- _ACTION ITEM_
Find how many lines of the entries contain the word "below", then report that figure alone.

- _RECORDED INFORMATION_
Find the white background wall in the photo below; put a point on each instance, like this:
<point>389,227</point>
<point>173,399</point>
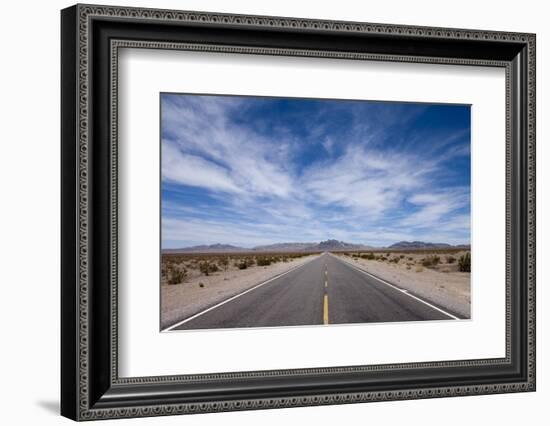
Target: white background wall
<point>29,212</point>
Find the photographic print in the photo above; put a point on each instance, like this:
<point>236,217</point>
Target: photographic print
<point>312,212</point>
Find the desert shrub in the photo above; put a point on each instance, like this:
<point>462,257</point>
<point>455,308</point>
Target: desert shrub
<point>206,267</point>
<point>263,261</point>
<point>224,262</point>
<point>176,275</point>
<point>464,263</point>
<point>430,261</point>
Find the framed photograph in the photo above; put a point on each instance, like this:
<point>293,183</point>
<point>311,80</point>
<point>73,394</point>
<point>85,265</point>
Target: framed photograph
<point>263,212</point>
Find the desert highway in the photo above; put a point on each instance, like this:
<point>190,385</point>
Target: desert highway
<point>325,290</point>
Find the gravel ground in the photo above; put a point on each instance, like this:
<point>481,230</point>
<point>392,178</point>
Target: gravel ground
<point>449,290</point>
<point>183,300</point>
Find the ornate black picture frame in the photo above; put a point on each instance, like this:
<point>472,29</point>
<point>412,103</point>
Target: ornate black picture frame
<point>91,387</point>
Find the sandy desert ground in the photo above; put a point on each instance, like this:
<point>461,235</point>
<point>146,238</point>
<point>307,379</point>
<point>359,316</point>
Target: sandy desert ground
<point>186,290</point>
<point>437,281</point>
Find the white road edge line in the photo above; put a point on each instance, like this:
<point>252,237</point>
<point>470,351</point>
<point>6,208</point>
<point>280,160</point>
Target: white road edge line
<point>400,289</point>
<point>235,297</point>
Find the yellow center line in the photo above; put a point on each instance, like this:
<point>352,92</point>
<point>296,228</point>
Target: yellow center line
<point>325,310</point>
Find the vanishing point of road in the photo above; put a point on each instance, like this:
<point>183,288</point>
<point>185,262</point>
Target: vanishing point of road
<point>325,290</point>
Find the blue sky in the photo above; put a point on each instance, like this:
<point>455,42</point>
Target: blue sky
<point>249,171</point>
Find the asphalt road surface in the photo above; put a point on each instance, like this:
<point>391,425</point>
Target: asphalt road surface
<point>326,290</point>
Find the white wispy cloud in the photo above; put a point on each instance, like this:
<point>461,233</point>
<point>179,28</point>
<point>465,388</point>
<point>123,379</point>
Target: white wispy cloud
<point>356,192</point>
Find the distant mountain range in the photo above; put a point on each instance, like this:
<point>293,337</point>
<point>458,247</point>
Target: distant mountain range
<point>328,245</point>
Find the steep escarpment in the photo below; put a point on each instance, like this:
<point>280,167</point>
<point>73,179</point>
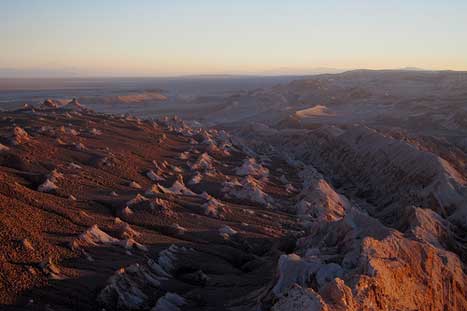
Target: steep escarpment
<point>383,218</point>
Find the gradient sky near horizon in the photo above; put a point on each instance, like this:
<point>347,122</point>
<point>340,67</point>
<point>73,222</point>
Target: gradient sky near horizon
<point>156,38</point>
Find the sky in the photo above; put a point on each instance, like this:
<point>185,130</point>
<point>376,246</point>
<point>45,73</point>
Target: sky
<point>175,37</point>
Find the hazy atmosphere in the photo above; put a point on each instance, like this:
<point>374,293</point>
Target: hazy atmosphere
<point>160,38</point>
<point>233,155</point>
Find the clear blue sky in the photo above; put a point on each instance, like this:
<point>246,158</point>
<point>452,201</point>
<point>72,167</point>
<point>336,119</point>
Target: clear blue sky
<point>115,37</point>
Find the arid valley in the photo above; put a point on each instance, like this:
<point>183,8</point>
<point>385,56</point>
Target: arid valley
<point>342,191</point>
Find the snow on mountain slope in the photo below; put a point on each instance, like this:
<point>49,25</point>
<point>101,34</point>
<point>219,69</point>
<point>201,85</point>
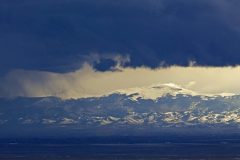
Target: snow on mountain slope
<point>156,91</point>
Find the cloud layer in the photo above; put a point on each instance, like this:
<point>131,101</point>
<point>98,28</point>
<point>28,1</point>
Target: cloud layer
<point>56,35</point>
<point>87,82</point>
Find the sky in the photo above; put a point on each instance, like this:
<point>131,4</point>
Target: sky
<point>81,48</point>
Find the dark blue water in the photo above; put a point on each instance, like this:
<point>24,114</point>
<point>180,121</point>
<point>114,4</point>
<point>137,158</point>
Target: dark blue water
<point>77,149</point>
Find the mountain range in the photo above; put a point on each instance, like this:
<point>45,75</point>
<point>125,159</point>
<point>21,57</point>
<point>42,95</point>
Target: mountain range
<point>156,106</point>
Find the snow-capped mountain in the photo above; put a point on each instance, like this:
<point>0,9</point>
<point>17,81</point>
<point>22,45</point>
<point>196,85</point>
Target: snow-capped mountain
<point>159,106</point>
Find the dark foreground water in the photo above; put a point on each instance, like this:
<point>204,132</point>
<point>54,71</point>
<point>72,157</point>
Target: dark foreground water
<point>71,150</point>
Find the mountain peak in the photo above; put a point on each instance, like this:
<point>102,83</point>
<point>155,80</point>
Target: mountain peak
<point>155,91</point>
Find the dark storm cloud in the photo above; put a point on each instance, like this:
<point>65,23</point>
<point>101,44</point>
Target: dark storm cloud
<point>58,35</point>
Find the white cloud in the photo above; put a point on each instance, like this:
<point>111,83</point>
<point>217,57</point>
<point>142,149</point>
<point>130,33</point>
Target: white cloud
<point>87,82</point>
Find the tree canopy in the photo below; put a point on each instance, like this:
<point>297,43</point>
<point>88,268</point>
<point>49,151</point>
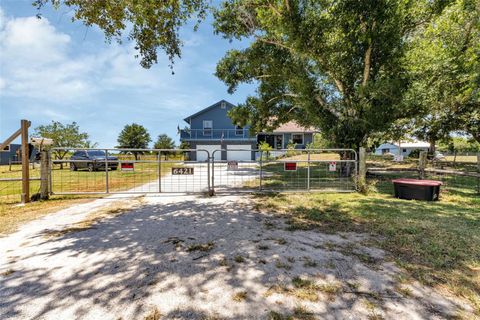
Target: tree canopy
<point>359,71</point>
<point>444,64</point>
<point>64,136</point>
<point>150,24</point>
<point>336,65</point>
<point>134,136</point>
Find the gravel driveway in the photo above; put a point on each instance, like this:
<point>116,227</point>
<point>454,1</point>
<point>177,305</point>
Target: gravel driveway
<point>192,257</point>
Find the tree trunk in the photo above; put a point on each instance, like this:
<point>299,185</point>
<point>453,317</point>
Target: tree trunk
<point>432,146</point>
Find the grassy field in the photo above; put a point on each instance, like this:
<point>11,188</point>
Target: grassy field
<point>64,180</point>
<point>437,243</point>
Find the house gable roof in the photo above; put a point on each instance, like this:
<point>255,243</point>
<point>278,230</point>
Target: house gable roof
<point>293,126</point>
<point>187,119</point>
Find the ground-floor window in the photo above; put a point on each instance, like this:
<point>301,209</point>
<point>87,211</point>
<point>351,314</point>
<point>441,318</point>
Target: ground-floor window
<point>297,138</point>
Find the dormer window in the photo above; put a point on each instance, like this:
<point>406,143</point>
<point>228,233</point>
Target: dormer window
<point>239,130</point>
<point>207,127</point>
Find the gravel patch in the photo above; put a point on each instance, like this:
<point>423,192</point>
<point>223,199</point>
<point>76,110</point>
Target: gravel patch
<point>193,257</point>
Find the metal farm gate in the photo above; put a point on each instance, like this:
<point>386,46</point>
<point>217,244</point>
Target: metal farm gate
<point>286,170</point>
<point>110,171</point>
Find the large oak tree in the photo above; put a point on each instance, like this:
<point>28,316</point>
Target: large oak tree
<point>336,65</point>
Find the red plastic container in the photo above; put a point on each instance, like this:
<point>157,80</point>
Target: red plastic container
<point>409,189</point>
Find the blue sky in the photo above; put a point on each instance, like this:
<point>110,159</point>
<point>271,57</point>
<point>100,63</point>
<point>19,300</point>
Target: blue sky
<point>53,69</point>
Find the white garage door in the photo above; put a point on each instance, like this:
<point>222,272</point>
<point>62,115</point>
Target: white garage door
<point>202,155</point>
<point>240,155</point>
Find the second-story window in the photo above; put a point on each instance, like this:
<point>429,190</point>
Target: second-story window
<point>239,130</point>
<point>207,127</point>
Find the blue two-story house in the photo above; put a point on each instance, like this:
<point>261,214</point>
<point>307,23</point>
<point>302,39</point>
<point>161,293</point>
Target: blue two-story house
<point>212,129</point>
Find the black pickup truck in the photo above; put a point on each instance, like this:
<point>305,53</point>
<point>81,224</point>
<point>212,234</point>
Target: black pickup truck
<point>92,160</point>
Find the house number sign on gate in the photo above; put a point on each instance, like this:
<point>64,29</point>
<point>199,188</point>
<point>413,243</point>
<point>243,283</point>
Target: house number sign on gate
<point>127,166</point>
<point>182,171</point>
<point>332,166</point>
<point>290,166</point>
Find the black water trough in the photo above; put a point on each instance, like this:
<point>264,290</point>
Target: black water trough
<point>410,189</point>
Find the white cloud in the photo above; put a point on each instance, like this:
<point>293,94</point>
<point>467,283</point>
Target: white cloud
<point>38,61</point>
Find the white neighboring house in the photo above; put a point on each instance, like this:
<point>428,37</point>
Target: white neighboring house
<point>405,147</point>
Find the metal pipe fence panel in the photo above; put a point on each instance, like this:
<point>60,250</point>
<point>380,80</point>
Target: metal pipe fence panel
<point>286,170</point>
<point>109,171</point>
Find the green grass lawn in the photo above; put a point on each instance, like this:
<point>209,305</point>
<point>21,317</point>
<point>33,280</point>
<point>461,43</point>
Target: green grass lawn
<point>437,243</point>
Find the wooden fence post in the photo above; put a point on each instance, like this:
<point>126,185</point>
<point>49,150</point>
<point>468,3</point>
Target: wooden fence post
<point>422,163</point>
<point>478,170</point>
<point>25,159</point>
<point>362,170</point>
<point>44,175</point>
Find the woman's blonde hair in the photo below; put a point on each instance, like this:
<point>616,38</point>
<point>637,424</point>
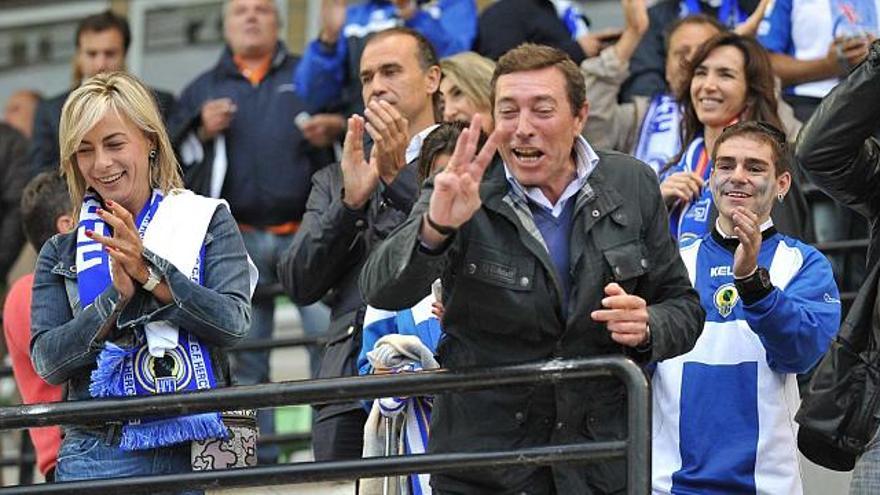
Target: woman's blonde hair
<point>127,96</point>
<point>472,73</point>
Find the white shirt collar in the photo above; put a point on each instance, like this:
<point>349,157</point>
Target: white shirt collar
<point>415,144</point>
<point>586,160</point>
<point>764,226</point>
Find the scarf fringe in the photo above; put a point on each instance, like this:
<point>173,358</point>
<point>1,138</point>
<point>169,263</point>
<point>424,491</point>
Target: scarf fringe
<point>169,431</point>
<point>107,380</point>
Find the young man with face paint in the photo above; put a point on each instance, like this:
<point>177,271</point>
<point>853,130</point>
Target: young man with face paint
<point>723,412</point>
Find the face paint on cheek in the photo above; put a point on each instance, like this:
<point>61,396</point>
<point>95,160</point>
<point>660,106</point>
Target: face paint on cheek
<point>763,199</point>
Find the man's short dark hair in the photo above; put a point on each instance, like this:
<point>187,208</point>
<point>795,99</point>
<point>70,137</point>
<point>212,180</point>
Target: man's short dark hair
<point>102,22</point>
<point>765,133</point>
<point>441,141</point>
<point>696,19</point>
<point>425,53</point>
<point>529,56</point>
<point>43,200</point>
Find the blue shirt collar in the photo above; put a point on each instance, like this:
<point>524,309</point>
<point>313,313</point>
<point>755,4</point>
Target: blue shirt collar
<point>586,160</point>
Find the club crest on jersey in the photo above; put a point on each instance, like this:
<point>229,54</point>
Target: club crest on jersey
<point>726,298</point>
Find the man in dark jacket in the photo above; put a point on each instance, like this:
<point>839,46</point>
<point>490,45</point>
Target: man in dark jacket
<point>558,251</point>
<point>647,64</point>
<point>235,127</point>
<point>838,152</point>
<point>14,176</point>
<point>355,204</point>
<point>102,41</point>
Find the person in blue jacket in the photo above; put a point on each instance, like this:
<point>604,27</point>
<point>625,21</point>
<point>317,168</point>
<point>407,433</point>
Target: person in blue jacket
<point>328,76</point>
<point>723,412</point>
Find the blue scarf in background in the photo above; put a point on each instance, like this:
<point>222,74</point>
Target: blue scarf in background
<point>729,12</point>
<point>658,135</point>
<point>134,371</point>
<point>690,220</point>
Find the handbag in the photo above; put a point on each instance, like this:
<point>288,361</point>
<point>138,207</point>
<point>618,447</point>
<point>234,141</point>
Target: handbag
<point>238,450</point>
<point>839,412</point>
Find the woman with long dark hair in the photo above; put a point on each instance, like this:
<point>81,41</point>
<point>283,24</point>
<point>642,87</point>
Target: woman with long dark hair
<point>730,80</point>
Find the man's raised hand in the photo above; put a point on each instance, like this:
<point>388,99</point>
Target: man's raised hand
<point>389,129</point>
<point>359,178</point>
<point>625,316</point>
<point>456,195</point>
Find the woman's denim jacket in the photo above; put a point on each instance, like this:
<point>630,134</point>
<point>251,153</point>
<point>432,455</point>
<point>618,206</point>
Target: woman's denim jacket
<point>64,336</point>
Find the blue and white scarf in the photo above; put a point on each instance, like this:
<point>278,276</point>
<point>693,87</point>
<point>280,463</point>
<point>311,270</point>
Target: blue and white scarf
<point>729,12</point>
<point>659,140</point>
<point>689,220</point>
<point>853,18</point>
<point>572,16</point>
<point>142,370</point>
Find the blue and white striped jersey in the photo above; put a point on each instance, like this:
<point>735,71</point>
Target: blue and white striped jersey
<point>723,413</point>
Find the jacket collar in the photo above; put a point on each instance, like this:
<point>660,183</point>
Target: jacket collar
<point>595,191</point>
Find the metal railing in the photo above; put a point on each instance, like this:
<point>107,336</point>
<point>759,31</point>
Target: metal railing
<point>636,448</point>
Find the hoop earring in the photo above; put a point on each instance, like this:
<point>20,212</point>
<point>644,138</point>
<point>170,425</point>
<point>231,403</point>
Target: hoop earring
<point>153,166</point>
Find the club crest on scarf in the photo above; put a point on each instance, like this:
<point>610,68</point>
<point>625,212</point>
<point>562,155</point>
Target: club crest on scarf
<point>725,299</point>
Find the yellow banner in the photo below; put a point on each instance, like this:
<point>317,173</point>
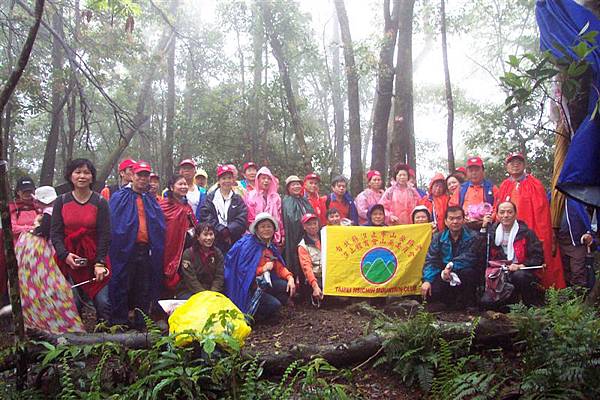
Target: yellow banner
<point>366,261</point>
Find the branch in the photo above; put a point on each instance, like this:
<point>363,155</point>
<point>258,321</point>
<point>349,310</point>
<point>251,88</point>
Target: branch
<point>77,62</point>
<point>15,76</point>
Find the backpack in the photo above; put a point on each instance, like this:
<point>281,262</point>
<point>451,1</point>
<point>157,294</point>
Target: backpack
<point>498,288</point>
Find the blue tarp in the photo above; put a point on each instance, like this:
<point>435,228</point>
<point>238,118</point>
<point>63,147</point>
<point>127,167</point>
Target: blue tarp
<point>560,22</point>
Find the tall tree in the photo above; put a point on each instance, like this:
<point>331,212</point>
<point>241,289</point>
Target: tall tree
<point>356,170</point>
<point>167,160</point>
<point>6,116</point>
<point>258,41</point>
<point>58,100</point>
<point>140,117</point>
<point>449,100</point>
<point>282,63</point>
<point>7,237</point>
<point>385,86</point>
<point>336,97</point>
<point>402,147</point>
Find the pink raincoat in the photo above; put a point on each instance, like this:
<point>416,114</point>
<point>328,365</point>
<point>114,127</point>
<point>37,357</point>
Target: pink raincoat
<point>258,201</point>
<point>364,201</point>
<point>399,201</point>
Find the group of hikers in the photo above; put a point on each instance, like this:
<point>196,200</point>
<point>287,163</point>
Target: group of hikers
<point>125,247</point>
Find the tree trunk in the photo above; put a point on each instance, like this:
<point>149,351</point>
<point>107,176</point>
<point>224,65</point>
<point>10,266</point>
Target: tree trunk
<point>356,180</point>
<point>277,49</point>
<point>185,150</point>
<point>449,100</point>
<point>167,159</point>
<point>402,147</point>
<point>58,89</point>
<point>258,41</point>
<point>336,97</point>
<point>69,138</point>
<point>6,116</point>
<point>9,251</point>
<point>140,117</point>
<point>385,85</point>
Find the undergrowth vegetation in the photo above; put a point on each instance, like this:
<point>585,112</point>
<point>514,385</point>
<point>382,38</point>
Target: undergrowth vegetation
<point>212,367</point>
<point>556,356</point>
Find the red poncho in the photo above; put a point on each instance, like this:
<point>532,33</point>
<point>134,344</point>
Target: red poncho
<point>436,205</point>
<point>178,218</point>
<point>533,208</point>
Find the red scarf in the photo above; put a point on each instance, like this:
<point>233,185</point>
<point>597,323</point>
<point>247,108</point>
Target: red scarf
<point>178,217</point>
<point>82,242</point>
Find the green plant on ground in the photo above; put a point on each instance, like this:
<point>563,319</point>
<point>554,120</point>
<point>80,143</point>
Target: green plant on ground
<point>561,341</point>
<point>209,367</point>
<point>412,350</point>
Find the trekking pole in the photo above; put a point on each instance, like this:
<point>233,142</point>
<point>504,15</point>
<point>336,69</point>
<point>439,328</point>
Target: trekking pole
<point>89,280</point>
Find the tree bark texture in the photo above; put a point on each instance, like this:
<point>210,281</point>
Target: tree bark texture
<point>167,161</point>
<point>282,63</point>
<point>402,147</point>
<point>9,251</point>
<point>489,333</point>
<point>354,136</point>
<point>258,41</point>
<point>385,87</point>
<point>58,102</point>
<point>140,116</point>
<point>449,99</point>
<point>336,97</point>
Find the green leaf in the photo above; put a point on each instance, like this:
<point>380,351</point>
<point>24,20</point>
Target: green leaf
<point>577,69</point>
<point>585,28</point>
<point>590,36</point>
<point>160,386</point>
<point>209,346</point>
<point>595,111</point>
<point>581,49</point>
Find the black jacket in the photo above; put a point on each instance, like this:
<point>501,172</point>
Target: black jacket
<point>528,248</point>
<point>237,220</point>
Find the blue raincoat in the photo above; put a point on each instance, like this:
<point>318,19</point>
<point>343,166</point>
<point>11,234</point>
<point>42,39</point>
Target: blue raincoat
<point>560,22</point>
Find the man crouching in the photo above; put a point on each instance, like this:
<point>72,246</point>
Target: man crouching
<point>449,274</point>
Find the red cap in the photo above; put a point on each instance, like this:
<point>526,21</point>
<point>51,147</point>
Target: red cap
<point>141,166</point>
<point>307,217</point>
<point>514,155</point>
<point>474,161</point>
<point>187,161</point>
<point>312,175</point>
<point>221,169</point>
<point>126,164</point>
<point>372,173</point>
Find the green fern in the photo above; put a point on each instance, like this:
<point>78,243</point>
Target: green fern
<point>67,386</point>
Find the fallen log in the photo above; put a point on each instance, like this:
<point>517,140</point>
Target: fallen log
<point>130,340</point>
<point>493,330</point>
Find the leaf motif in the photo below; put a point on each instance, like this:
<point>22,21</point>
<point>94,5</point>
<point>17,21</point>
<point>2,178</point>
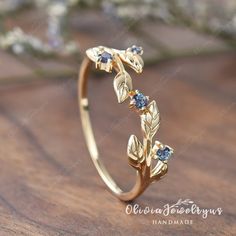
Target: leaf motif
<point>122,85</point>
<point>150,121</point>
<point>135,151</point>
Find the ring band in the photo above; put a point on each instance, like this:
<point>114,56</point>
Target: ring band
<point>150,160</point>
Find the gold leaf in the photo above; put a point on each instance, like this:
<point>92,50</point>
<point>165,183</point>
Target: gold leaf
<point>122,85</point>
<point>150,121</point>
<point>135,151</point>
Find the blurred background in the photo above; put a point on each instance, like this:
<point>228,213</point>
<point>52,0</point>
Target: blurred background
<point>44,37</point>
<point>47,181</point>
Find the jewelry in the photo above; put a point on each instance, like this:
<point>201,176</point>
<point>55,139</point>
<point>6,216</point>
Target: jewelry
<point>150,160</point>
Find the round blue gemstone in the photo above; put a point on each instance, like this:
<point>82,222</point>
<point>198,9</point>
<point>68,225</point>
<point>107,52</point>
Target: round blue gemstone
<point>140,100</point>
<point>164,154</point>
<point>136,50</point>
<point>105,57</point>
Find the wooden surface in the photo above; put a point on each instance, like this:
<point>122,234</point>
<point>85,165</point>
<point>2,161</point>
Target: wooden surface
<point>49,186</point>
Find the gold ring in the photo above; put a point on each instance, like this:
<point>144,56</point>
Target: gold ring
<point>150,160</point>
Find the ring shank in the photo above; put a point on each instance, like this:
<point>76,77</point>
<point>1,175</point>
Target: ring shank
<point>140,184</point>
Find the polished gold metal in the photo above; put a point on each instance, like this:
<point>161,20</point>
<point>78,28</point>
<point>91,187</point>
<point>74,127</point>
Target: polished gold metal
<point>149,160</point>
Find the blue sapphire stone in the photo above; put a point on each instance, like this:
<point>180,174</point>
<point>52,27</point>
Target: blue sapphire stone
<point>135,49</point>
<point>140,100</point>
<point>105,57</point>
<point>164,154</point>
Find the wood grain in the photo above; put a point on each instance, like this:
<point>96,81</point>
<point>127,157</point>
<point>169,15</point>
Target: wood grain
<point>48,185</point>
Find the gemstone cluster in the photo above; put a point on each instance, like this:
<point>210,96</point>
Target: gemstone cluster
<point>164,153</point>
<point>139,100</point>
<point>105,57</point>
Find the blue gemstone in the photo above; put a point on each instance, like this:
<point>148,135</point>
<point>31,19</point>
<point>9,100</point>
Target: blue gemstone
<point>105,57</point>
<point>164,154</point>
<point>135,49</point>
<point>140,100</point>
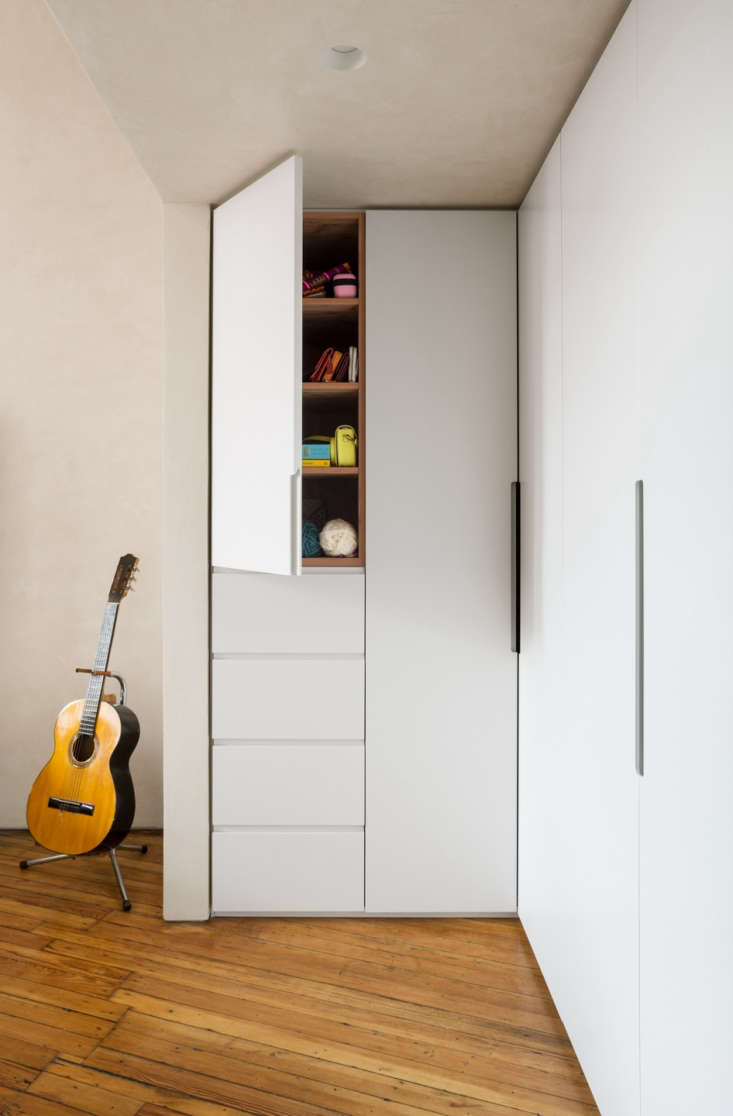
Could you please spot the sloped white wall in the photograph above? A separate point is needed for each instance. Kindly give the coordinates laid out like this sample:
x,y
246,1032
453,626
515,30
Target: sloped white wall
x,y
80,415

- _RESULT FOR THIS EXERCISE_
7